[Object pointing dataset rows]
------------------------------------

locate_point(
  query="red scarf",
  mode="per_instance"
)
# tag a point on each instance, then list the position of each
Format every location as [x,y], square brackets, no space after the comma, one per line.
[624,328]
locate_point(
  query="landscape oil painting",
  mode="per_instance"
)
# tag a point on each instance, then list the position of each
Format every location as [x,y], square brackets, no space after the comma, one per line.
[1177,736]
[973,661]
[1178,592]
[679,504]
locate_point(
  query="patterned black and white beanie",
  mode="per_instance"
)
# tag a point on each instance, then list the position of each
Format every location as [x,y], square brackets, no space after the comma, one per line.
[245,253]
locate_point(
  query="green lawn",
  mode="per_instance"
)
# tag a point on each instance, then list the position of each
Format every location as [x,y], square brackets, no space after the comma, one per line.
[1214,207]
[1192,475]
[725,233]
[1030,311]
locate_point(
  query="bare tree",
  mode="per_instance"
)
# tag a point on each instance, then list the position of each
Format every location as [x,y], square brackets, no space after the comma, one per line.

------------------------------------

● Work to complete: Give the material above again, word for word.

● Exercise answer:
locate_point(
  query="red scarf",
  mode="per_instance"
)
# tag a point on each instance, then list the position of each
Format every location as [x,y], square brackets, no space after the comma, one per line.
[624,328]
locate_point(
  query="landscape oil painting",
  mode="per_instance"
)
# tag a point on each instance, then list the position of each
Format every location as [x,y], square brackets, no space after the comma, one per line.
[1177,736]
[973,661]
[1178,592]
[679,504]
locate_point(
  query="patterned black and white beanie",
  mode="per_instance"
)
# tag a point on each instance, then list the position of each
Format every location as [x,y], square brackets, no space after the comma, one per line.
[245,253]
locate_point(
  query="green lawn",
  mode="per_instance"
)
# tag a point on each instance, then list the position of each
Format every location as [x,y], square brackets, no space after the comma, one per line.
[1214,207]
[1192,475]
[725,233]
[1030,311]
locate_point(
  query="bare tree",
  mode="per_instance"
)
# tag a point on each instance, then list the position of each
Format every location as [x,y], square brackets, no space after the comma, one per line.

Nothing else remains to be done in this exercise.